- **STUDY TEXT**:
· · ·
Python `v4` client - feedback megathread!

Hi Everybody,

Our amazing engineering team has delivered a brand-new Python client with a revised API that we think is even more developer-friendly!

The key features are:

  • New streamlined syntax for interacting with Weaviate in a Python-native way

    • No more builder methods
    • No more raw dictionaries
  • Full gRPC support for batch imports and searches

  • Generics syntax for end-to-end type safety of your data objects

  • Pydantic client-side runtime data cleansing logic

  • Handy methods to get up-and-running as fast as possible

  • As easy as:

    • import weaviate
    • client = weaviate.connect_to_local()
    • articles = client.collections.get("Articles")

Check it out by installing it with pip install --pre "weaviate-client==4.*", and using it with Weaviate 1.22 or higher.

Yes - it’s receiving a major version bump!

Some barebones docs will be up soon (tomorrow), and we’ll build it up as we go.

Please leave any feedback here, so that we can track it more easily in the one thread.

Thanks everybody.

5 Likes

When will we also get Async client support?

Hi @Mohit_Singla :wave:. Thanks for asking.

This is something that we would definitely like to tackle, but we can’t provide a timeline at this point. Sorry about that!

to share some first impression. The API is indeed smoother. However, for schema I prefer the json way, as it let us store the schema elsewhere. We have an internal toolkit used for several project, and having everything in code is not possible. Right now we create with legacy API the schema and import with the new one.

Hi @pommedeterresautee !

Oh that’s an interesting data point. Would it work for your use case if we added a method to fetch the full, JSON definition for the collection? (Like a articles.config.get() or articles.config.raw() method, where articles is the collection).

Or would you also want the collection creation to take JSON inputs? :thinking:

The documentation suggests that this is available to use with wcs but the client doesn’t appear to have wcs connection implemented. Any ETA on when this will be available?

Hi @asido - sorry about that.

I’m updating the page to reflect this. WCS clusters are currently not compatible with the v4 client as we are adding gRPC support.

There’s no exact ETA on this currently, but the last I heard was that it will be a few weeks.

Thanks - does the V4 client add any new features or just syntax changes?

For example, batch deleting based on a list of IDs isn’t available in the v3 client. Would the new syntax support new operations or the same ones?

Hey @Adam_Hughes - sorry for the late reply; I’ve been on holiday and I think this one slipped through the cracks.

There are new features for sure - gRPC support is the big one, which should speed up imports and queries significantly.

Re: deletion by multiple IDs - unless I am mistaken, I think that is supported through batch deletes.

I think this works for me w/ the latest v4 client, and a similar syntax should work with the v3 client as well.

questions = client.collections.get("Question")
response = questions.query.fetch_objects(limit=3)

ids = [o.uuid for o in response.objects]

questions.data.delete_many(
    where=wvc.Filter("id").contains_any(ids)
)
1 Like

Cool thanks - I guess I had assumed deleting by ID would use its own method isntead of a Filter/contains_any, but this seems fine too!

Any plans for supporting not like filter?
· · ·
- **WORK INSTRUCTION A**:
Name every forum user who is addressed with an @ sign in the Python v4 client feedback thread.
- **WORK INSTRUCTION B**:
Answer these questions from the Python v4 client feedback thread:
(i) What is the lowest Weaviate version the v4 client should be used with?
(ii) Why are WCS clusters currently not compatible with the v4 client?
(iii) Which method does the code sample call to remove objects by a list of IDs?
- **WORK INSTRUCTION C**:
Extend the Python v4 client feedback thread with a further post that follows its final message.

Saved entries
· · ·
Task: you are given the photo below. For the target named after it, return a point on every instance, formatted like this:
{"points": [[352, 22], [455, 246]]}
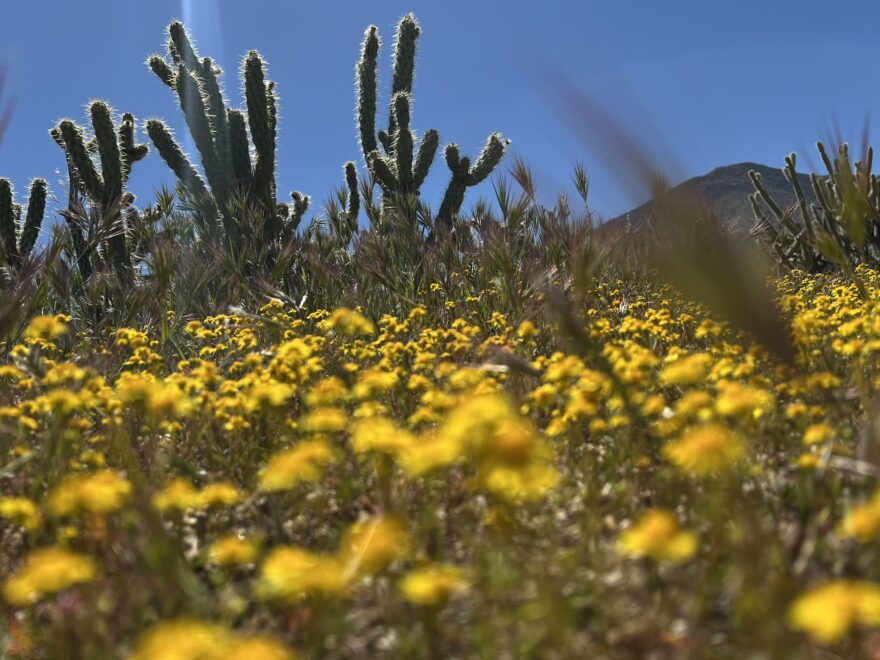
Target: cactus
{"points": [[19, 243], [220, 135], [400, 171], [842, 229], [464, 175], [116, 152]]}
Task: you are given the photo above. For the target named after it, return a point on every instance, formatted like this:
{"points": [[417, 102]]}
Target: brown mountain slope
{"points": [[726, 190]]}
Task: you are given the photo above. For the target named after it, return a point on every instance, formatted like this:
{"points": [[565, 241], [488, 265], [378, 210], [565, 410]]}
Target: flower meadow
{"points": [[447, 483]]}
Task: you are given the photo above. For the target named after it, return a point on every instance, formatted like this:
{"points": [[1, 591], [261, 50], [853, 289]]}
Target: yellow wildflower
{"points": [[289, 573], [101, 492], [190, 639], [817, 433], [302, 463], [372, 544], [45, 572], [657, 534], [47, 327], [233, 550], [433, 585], [706, 450], [686, 370], [379, 434], [21, 511], [829, 611], [325, 420]]}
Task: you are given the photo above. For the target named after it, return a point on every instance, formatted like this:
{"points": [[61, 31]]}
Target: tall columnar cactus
{"points": [[841, 228], [220, 135], [18, 242], [397, 168], [116, 152], [465, 175]]}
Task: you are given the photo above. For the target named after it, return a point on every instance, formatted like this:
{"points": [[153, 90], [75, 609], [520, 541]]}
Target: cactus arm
{"points": [[488, 159], [34, 218], [174, 157], [759, 188], [75, 147], [366, 85], [108, 149], [453, 198], [160, 67], [192, 103], [298, 209], [182, 46], [403, 141], [383, 173], [217, 115], [130, 152], [239, 150], [386, 141], [404, 62], [791, 174], [425, 157], [262, 128], [8, 225], [353, 199]]}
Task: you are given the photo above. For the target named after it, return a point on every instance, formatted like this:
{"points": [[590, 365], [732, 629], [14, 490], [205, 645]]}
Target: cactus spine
{"points": [[842, 228], [465, 175], [400, 171], [18, 242], [220, 135], [117, 152]]}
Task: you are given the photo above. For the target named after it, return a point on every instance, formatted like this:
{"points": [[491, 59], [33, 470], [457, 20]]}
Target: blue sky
{"points": [[715, 82]]}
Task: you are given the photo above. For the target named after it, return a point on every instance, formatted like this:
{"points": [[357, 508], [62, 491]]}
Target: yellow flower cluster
{"points": [[324, 474]]}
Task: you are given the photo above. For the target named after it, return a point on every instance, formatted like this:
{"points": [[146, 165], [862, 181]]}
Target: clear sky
{"points": [[717, 81]]}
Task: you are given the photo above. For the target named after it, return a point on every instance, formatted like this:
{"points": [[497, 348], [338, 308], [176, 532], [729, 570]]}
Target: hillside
{"points": [[726, 190]]}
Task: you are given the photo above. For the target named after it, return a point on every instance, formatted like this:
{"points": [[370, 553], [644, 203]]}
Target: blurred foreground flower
{"points": [[433, 585], [828, 612], [706, 450], [657, 534], [45, 572], [187, 639]]}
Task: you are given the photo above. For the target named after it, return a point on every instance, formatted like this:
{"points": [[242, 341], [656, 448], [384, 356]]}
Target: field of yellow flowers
{"points": [[449, 483]]}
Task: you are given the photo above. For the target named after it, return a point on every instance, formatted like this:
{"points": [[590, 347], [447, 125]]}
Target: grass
{"points": [[446, 483]]}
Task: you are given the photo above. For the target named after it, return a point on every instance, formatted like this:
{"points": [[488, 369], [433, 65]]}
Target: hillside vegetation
{"points": [[231, 429]]}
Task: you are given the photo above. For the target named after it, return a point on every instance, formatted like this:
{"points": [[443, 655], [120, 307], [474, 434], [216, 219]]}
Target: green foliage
{"points": [[220, 134], [841, 229], [115, 150], [465, 175], [18, 242], [398, 169]]}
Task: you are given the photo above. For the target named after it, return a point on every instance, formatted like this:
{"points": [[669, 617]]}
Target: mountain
{"points": [[726, 190]]}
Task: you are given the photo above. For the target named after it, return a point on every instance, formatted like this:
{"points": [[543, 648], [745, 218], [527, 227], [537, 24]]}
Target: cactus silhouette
{"points": [[465, 175], [18, 242], [397, 169], [220, 135], [116, 153], [842, 228]]}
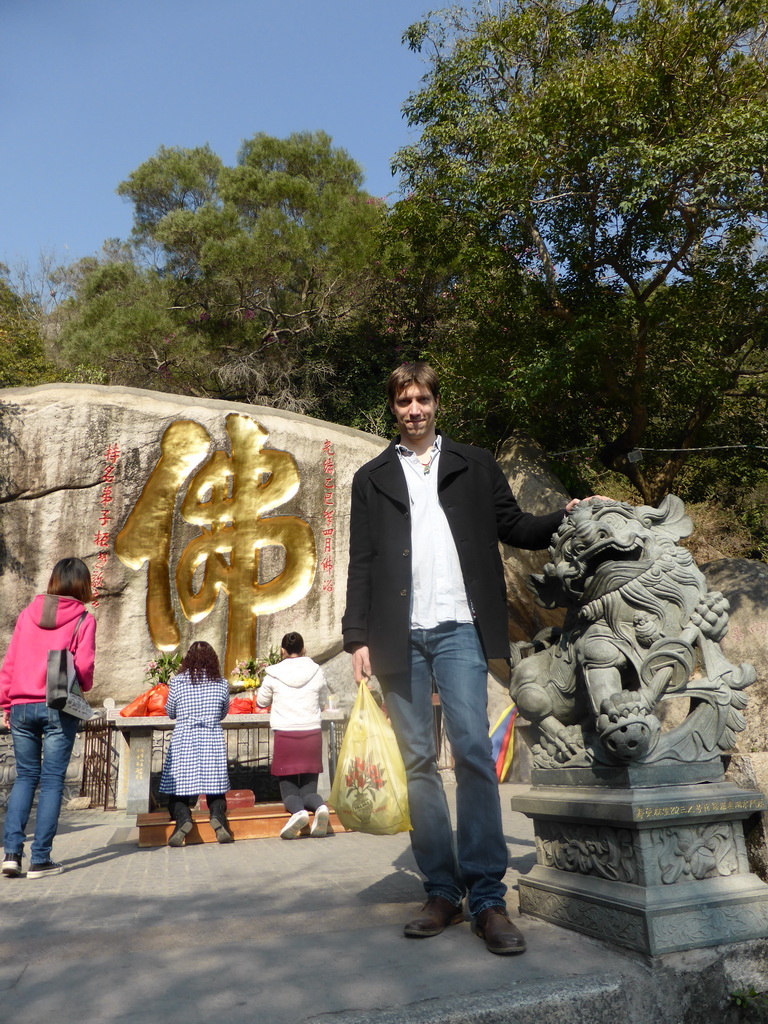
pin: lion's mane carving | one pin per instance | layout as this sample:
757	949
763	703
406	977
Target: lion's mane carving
641	629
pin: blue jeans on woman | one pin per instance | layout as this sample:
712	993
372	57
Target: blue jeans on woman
42	744
453	655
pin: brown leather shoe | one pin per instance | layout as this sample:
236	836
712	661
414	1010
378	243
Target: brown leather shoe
436	914
500	934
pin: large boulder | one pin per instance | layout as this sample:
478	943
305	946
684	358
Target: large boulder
95	472
744	583
538	491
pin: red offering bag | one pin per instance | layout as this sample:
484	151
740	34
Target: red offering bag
137	707
156	699
241	706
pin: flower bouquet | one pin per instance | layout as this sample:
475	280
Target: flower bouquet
151	704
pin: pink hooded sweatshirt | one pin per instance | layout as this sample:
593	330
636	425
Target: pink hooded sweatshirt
47	624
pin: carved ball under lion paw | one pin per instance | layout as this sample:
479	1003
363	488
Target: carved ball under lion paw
627	704
711	615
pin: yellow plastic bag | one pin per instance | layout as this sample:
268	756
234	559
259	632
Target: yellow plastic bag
370	793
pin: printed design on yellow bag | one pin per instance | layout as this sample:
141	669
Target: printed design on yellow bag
365	779
370	792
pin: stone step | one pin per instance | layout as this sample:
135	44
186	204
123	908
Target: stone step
260	821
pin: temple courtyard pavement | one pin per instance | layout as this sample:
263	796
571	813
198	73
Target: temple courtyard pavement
310	931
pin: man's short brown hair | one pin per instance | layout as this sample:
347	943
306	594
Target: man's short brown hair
412	373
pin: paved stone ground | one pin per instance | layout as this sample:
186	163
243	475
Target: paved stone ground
274	932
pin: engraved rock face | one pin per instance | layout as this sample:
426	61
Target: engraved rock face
641	629
199	519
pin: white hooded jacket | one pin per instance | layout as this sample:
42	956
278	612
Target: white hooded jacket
296	688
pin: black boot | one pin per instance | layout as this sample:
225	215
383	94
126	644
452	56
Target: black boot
180	812
220	825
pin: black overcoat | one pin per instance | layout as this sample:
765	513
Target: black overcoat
480	511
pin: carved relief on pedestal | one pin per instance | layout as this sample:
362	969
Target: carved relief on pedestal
696	851
599	850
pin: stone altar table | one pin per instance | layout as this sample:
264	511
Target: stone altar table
135	760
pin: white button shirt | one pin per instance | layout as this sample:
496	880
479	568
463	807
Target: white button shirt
438	594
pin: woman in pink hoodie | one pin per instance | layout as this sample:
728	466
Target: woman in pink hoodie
43	737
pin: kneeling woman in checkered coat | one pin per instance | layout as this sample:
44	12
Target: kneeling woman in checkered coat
198	698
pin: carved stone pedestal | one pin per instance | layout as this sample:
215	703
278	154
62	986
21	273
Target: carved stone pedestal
654	867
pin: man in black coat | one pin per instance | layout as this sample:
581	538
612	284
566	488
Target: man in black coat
426	600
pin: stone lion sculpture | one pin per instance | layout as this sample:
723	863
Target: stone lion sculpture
641	629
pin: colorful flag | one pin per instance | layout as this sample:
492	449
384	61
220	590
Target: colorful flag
503	741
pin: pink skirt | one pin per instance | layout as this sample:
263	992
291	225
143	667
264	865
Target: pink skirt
297	753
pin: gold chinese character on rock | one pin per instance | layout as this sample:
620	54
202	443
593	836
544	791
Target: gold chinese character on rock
227	499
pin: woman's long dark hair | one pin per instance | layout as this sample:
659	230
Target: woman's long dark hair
71	578
202	663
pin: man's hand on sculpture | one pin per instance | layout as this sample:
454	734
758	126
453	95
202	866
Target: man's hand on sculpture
576	501
360	665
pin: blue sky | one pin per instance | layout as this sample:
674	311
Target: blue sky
89	89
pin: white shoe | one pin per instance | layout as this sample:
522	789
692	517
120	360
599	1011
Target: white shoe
294	824
320	822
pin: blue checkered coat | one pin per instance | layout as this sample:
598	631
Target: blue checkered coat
196	761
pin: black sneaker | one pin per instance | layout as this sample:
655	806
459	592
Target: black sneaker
12	864
44	867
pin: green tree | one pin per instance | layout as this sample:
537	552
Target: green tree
239	274
600	170
23	358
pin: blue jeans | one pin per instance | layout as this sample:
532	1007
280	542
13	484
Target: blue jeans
42	744
452	653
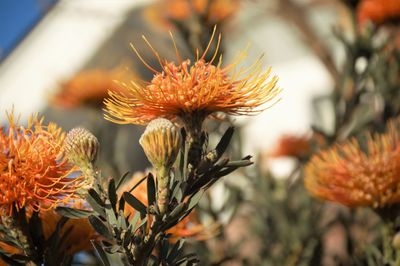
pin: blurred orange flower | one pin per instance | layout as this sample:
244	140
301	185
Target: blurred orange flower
33	171
192	92
348	175
292	146
89	87
213	11
188	227
378	11
78	239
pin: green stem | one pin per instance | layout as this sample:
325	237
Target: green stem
163	180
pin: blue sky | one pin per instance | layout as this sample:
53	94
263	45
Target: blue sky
17	18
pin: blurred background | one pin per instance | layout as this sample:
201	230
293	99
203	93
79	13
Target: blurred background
52	51
338	64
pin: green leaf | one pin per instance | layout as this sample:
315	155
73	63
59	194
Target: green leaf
173	254
112	194
111	217
101	253
142	223
195	199
96	197
95	206
121	180
224	142
122	220
73	213
151	190
100	227
135	219
178	209
135	203
121	205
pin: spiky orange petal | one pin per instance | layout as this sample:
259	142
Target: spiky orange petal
348	175
33	171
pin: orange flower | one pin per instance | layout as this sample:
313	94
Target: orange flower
89	87
378	11
188	227
348	175
78	239
212	11
293	146
33	171
192	92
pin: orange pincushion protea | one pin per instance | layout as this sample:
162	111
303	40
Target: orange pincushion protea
348	175
192	92
214	11
293	146
188	227
378	11
33	171
78	239
89	87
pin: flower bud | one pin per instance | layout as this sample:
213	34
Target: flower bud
396	241
81	147
161	142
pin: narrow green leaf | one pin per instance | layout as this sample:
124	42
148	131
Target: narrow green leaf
195	199
111	217
101	253
121	180
73	213
121	205
135	203
142	223
121	220
112	194
96	197
224	142
173	254
151	190
135	219
95	206
100	227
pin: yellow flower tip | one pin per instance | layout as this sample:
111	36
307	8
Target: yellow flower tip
161	143
81	147
33	171
348	175
183	90
189	227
· · ·
- **TASK ANSWER A**:
@Mohit_Singla, @pommedeterresautee, @asido, @Adam_Hughes

- **TASK ANSWER B**:
(i) Weaviate 1.22
(ii) The team is adding gRPC support.
(iii) questions.data.delete_many

- **TASK ANSWER C**:
1 Like

Hi @axeloh - we are looking at this with:
Improved `NotEqual` operator · Issue #3319 · weaviate/weaviate · GitHub and
[Feature Request] Add "Not" operator in filter to support "Not Like" etc. in Get queries · Issue #3683 · weaviate/weaviate · GitHub

I am not sure exactly when it will make it to a release, but it’s definitely being looked at closely.

Then the clients will be also updated to follow of course :).

2 Likes

Hi, I’m looking at the python v4 client again now that it works with wcs and the query fetch_objects function returns a _QueryReturn containing _Object objects.

Is there any particular reason these return internal classes? I’m writing a function to map the response objects but can’t have proper typing unless I imported _Object from the internal package which I guess isn’t an intended workflow.

It can be done without typing but that seems a waste when the classes are already there.

Hi @asido - welcome back. And yes, WCS works now with the V4 client (we’re working on making the sandboxes compatible).

Hmm. That’s an interesting point re: typing. You should still get IDE autocompletes for attributes like shown here, regardless of typing the .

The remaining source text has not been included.